(Document segment)
Historically, FinTech algorithm specialists were referred to as ‘white-label’ providers but that terminology is out of date. These specialists are now referred to as ‘partner-label’ providers. And algorithm innovation in fixed-income and crypto trading is increasingly coming from trading platform providers. Based on our interviews with algorithmic trading solution providers and buy-side traders, we estimate that bank and prime broker (B/PB) algorithm providers have a 71% share of the global equity algo commission wallet, with non-B/PB executing brokers, partner-providers and platform-providers taking the remaining 29% share.
Staying ahead of the technology curve
The algorithmic trading solutions industry can be traced back to 1990, when Jefferies’ Investment Technology Group (ITG) launched the first electronic equity trade management system. In 2000, Credit Suisse’s Advanced Execution Services (AES) group launched an expanded ‘suite’ of algorithms that were made available to clients through most execution order management systems (EMSs) using FIX as the primary communications protocol. In 2003, Pragma Trading became the first independent technology firm to launch an algorithm suite that was sold to both sell-side brokers and buy-side hedge funds.
Since then, algorithmic trading infrastructures have progressed across three distinct generations in the past decades. First-generation algorithm technology was most commonly applied during the first decade of development from 1995 to 2005, although it is still being used by some brokers today. Second-generation infrastructures were characterized by the move to low-latency order routing. Third-generation infrastructures are characterized by increased investment in cloud services.
Chartis believes that providers of algorithmic trading solutions are not differentiated by their investment in switches and routers infrastructure, but rather by their ability to leapfrog the competition and deliver innovative techniques designed to deliver performance alpha for their clients. Differentiation can come from several elements, such as employing the latest innovative techniques or intellectual property, leveraging a firm’s own proprietary internal data, harnessing and accessing a firm’s own unique natural liquidity, or access to market-maker liquidity or systematic internalizers. We believe that algo providers that embrace change through FinTech technology partnerships will be better able to stay ahead of the technology curve compared to those that remain shackled to the legacy infrastructures of past generations.
(End Document segment)
Write out the passage of the algorithmic trading text starting with "Chartis believes that" and going on through "of past generations.".
(Extracted records)
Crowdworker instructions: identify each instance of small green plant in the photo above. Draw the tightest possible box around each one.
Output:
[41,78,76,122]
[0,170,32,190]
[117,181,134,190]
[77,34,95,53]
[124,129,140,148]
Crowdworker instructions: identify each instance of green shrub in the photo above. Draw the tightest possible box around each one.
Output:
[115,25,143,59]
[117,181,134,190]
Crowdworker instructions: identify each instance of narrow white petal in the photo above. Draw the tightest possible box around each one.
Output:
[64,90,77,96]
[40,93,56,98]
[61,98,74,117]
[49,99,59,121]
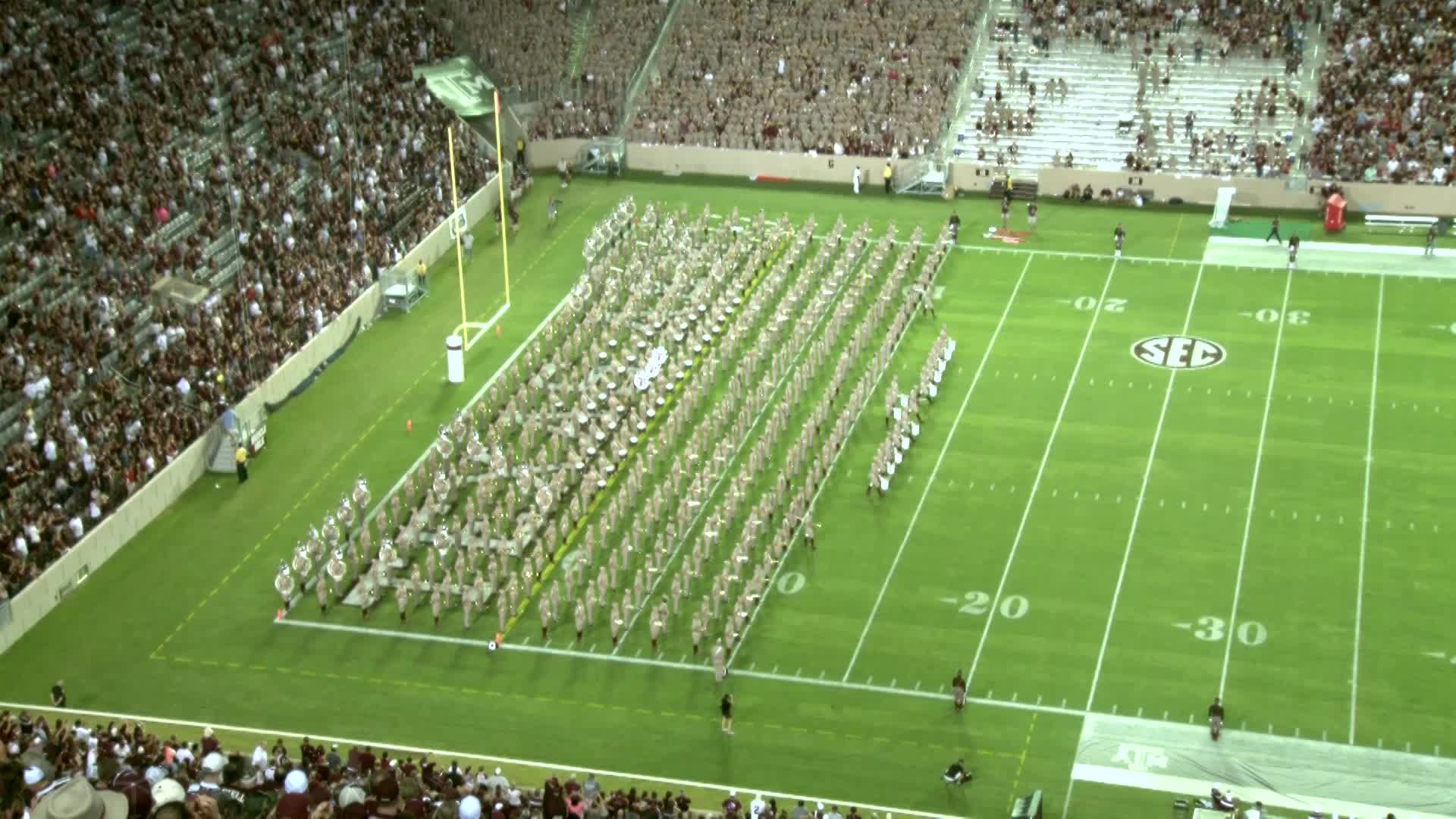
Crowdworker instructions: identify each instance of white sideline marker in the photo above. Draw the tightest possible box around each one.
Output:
[844,256,1037,688]
[1350,277,1380,745]
[965,258,1119,688]
[1219,268,1294,697]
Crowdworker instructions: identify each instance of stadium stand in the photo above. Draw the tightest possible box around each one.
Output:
[532,0,668,139]
[951,0,1307,175]
[0,0,494,595]
[0,711,728,819]
[626,0,978,156]
[1310,0,1456,185]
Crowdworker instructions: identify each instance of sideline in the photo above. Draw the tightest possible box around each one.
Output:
[0,701,954,819]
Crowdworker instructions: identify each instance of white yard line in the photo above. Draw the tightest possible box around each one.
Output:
[965,259,1119,691]
[0,702,945,819]
[842,256,1035,682]
[274,620,1086,717]
[1219,270,1294,697]
[1350,277,1385,745]
[1087,265,1203,711]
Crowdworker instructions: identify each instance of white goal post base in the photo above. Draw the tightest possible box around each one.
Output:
[1209,188,1239,228]
[451,305,511,351]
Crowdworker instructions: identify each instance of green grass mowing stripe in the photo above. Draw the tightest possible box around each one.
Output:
[1086,265,1203,711]
[1219,268,1294,697]
[1350,277,1385,745]
[844,256,1035,682]
[965,259,1117,689]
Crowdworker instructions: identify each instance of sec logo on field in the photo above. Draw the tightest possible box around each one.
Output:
[1133,335,1228,370]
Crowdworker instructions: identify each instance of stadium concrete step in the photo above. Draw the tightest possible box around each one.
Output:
[557,2,595,96]
[951,38,1303,169]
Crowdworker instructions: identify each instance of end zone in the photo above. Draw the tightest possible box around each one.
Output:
[1072,714,1456,819]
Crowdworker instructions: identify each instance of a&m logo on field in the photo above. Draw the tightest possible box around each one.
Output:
[1133,335,1228,370]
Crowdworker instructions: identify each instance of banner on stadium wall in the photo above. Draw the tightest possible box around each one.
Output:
[413,57,495,120]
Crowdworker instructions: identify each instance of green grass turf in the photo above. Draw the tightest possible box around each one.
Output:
[0,177,1456,816]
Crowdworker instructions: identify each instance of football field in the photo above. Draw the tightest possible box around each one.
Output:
[0,177,1456,817]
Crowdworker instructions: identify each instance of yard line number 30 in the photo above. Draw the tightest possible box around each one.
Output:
[1192,617,1269,647]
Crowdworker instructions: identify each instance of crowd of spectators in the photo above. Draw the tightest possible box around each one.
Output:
[0,711,861,819]
[1310,0,1456,185]
[0,0,492,598]
[532,0,668,139]
[628,0,978,156]
[450,0,573,99]
[1018,0,1322,61]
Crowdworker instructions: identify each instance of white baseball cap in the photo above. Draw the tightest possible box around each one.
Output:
[152,777,187,810]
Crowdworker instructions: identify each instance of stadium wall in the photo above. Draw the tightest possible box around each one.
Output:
[0,175,500,653]
[530,140,1456,215]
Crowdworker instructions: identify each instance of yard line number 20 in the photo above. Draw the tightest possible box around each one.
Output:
[961,592,1031,620]
[1192,617,1269,647]
[1072,296,1127,313]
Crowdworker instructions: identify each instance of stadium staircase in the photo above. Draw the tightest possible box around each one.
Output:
[949,0,1315,172]
[556,0,597,96]
[611,0,684,137]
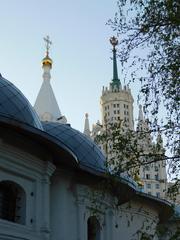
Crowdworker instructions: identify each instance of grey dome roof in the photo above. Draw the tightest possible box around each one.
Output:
[0,74,43,130]
[42,122,105,171]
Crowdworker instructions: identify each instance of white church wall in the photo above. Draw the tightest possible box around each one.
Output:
[50,171,159,240]
[0,142,54,240]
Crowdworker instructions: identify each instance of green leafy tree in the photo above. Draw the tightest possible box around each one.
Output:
[108,0,180,184]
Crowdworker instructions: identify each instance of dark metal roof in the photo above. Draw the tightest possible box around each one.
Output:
[0,75,43,129]
[42,122,105,172]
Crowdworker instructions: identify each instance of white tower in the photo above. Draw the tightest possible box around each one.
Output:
[34,36,67,123]
[100,37,134,130]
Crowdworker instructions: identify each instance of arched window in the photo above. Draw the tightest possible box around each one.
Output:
[87,216,101,240]
[0,181,26,224]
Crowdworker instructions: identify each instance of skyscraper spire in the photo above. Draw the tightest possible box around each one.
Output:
[110,36,121,89]
[84,113,91,137]
[34,36,66,123]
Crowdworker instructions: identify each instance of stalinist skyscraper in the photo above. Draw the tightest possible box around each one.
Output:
[88,37,167,198]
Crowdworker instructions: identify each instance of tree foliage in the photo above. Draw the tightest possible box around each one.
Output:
[108,0,180,180]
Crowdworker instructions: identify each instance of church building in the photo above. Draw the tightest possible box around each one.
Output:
[0,38,180,240]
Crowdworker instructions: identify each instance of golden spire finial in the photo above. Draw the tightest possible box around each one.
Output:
[44,35,52,55]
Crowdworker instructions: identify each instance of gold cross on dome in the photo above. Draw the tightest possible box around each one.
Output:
[44,36,52,54]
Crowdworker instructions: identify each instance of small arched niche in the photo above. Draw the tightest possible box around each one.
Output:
[0,181,26,224]
[87,216,101,240]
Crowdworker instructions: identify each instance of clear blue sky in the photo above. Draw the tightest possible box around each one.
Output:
[0,0,137,131]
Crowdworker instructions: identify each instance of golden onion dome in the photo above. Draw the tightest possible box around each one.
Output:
[42,55,53,67]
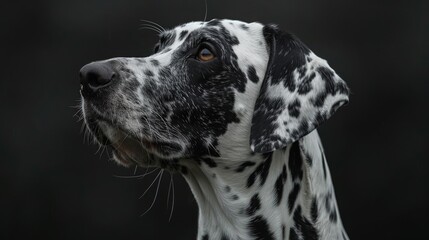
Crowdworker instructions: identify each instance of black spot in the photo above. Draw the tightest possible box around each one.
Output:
[282,224,286,240]
[144,69,154,77]
[201,157,217,168]
[329,208,338,223]
[325,192,332,213]
[231,194,240,201]
[298,72,316,94]
[206,19,222,27]
[240,23,249,30]
[235,161,256,172]
[289,228,299,240]
[246,194,261,216]
[288,183,301,213]
[250,95,285,152]
[312,67,349,107]
[329,100,346,115]
[249,216,274,240]
[320,151,326,180]
[247,66,259,83]
[180,166,188,175]
[287,98,301,118]
[150,59,159,67]
[310,197,319,223]
[289,142,303,180]
[293,206,319,240]
[341,230,348,240]
[274,165,287,206]
[263,26,310,92]
[179,30,189,41]
[247,154,272,188]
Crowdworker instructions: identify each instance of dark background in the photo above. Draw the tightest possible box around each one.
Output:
[0,0,429,239]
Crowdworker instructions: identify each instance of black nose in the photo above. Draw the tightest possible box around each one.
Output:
[79,62,116,97]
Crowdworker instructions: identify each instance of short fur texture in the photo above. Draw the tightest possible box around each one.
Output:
[81,19,349,240]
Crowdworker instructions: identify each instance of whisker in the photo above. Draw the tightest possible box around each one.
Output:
[139,170,163,199]
[140,19,165,31]
[203,0,207,22]
[140,25,162,34]
[168,173,174,222]
[113,168,158,179]
[140,170,164,217]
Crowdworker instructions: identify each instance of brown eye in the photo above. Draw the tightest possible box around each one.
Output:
[197,48,215,62]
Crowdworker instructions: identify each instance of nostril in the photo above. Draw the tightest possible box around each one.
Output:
[79,62,117,91]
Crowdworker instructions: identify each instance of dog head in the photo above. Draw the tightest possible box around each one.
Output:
[80,19,348,166]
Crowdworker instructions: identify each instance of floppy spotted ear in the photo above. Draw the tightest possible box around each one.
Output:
[250,25,349,153]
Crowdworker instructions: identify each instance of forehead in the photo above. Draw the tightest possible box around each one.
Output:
[160,19,263,44]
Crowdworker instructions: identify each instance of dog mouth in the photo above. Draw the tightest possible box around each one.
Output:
[85,112,183,167]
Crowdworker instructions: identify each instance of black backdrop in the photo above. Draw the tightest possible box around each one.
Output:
[0,0,429,239]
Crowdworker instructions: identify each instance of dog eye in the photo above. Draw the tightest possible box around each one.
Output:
[197,47,215,62]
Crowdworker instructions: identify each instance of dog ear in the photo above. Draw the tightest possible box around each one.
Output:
[250,25,349,153]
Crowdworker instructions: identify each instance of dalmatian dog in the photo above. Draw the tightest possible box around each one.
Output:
[80,19,349,240]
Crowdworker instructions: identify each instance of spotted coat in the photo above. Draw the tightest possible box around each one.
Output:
[81,19,349,240]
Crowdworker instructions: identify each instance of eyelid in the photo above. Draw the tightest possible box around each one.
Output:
[197,41,217,56]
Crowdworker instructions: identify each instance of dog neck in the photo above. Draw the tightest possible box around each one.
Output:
[182,131,348,239]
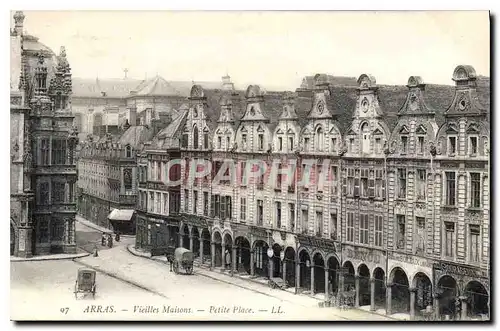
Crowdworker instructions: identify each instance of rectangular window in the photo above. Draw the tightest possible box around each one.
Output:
[257,200,264,226]
[52,139,66,164]
[375,169,385,199]
[375,138,382,154]
[470,172,481,208]
[184,190,189,212]
[241,133,247,151]
[416,169,427,200]
[288,137,293,152]
[445,172,456,206]
[361,169,368,198]
[375,215,384,247]
[301,209,309,233]
[417,136,424,154]
[37,217,49,243]
[330,212,337,240]
[316,211,324,237]
[347,168,354,196]
[193,191,198,214]
[448,137,457,155]
[288,203,295,232]
[52,182,66,203]
[330,138,337,153]
[401,136,408,154]
[203,192,208,216]
[398,169,406,199]
[444,222,455,257]
[258,133,264,151]
[37,182,50,205]
[359,214,370,245]
[415,217,426,255]
[469,225,481,262]
[396,215,406,249]
[469,137,477,155]
[347,213,354,242]
[276,202,281,229]
[240,198,247,221]
[203,133,208,149]
[304,138,310,152]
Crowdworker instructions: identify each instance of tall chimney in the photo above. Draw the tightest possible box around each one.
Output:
[14,10,24,36]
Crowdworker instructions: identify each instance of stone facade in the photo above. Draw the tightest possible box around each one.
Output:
[11,12,78,257]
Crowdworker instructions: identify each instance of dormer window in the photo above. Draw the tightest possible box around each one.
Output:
[241,133,247,151]
[401,136,408,154]
[417,136,424,154]
[304,137,309,152]
[469,137,477,156]
[448,137,457,156]
[258,133,264,151]
[316,127,325,151]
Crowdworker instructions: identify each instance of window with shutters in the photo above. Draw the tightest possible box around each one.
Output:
[240,198,247,221]
[361,169,368,198]
[470,172,481,208]
[52,182,66,203]
[330,212,337,240]
[241,133,247,151]
[330,166,338,195]
[374,215,384,247]
[359,214,370,245]
[258,133,264,151]
[347,169,354,196]
[36,215,50,243]
[316,211,323,237]
[448,137,457,156]
[257,200,264,226]
[415,217,426,255]
[301,209,309,233]
[193,191,198,214]
[469,225,481,262]
[396,215,406,249]
[401,136,408,154]
[415,169,427,200]
[203,192,209,216]
[469,137,477,156]
[276,202,281,229]
[288,203,295,232]
[354,169,360,197]
[375,169,385,199]
[52,139,67,164]
[443,222,455,257]
[398,169,406,199]
[445,171,456,206]
[347,213,354,242]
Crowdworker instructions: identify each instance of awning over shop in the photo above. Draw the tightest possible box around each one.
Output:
[108,209,135,222]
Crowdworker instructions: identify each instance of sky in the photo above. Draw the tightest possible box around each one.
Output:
[11,11,490,90]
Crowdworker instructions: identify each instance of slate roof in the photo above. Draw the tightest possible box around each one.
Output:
[118,125,153,149]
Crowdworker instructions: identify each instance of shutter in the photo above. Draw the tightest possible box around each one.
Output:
[368,179,375,198]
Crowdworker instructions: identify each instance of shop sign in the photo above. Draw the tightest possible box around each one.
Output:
[388,252,433,268]
[434,262,488,278]
[343,246,385,264]
[297,234,335,252]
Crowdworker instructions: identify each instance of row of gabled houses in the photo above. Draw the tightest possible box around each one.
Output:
[131,66,490,317]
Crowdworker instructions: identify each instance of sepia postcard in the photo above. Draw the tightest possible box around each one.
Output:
[10,10,492,322]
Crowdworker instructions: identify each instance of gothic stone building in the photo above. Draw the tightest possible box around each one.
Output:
[136,66,490,318]
[10,12,77,257]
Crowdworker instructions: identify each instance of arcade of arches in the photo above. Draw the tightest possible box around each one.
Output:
[167,225,490,319]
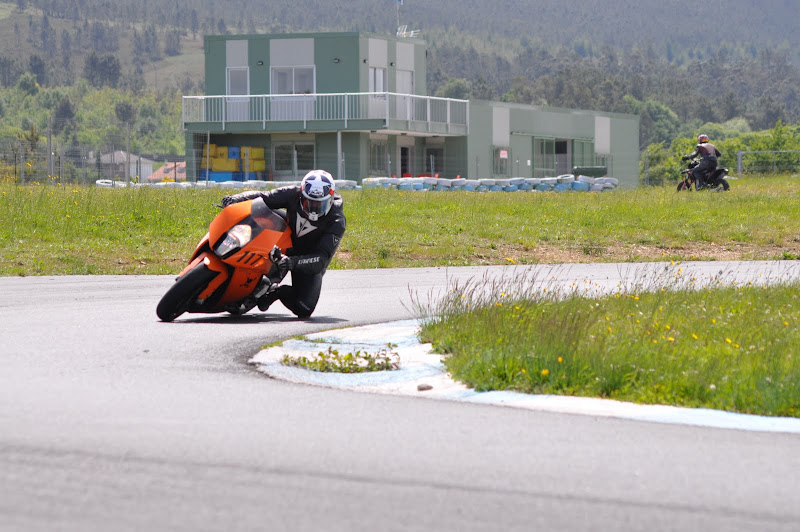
(End Extracted records)
- Worked solution
Chartis believes that providers of algorithmic trading solutions are not differentiated by their investment in switches and routers infrastructure, but rather by their ability to leapfrog the competition and deliver innovative techniques designed to deliver performance alpha for their clients. Differentiation can come from several elements, such as employing the latest innovative techniques or intellectual property, leveraging a firm’s own proprietary internal data, harnessing and accessing a firm’s own unique natural liquidity, or access to market-maker liquidity or systematic internalizers. We believe that algo providers that embrace change through FinTech technology partnerships will be better able to stay ahead of the technology curve compared to those that remain shackled to the legacy infrastructures of past generations.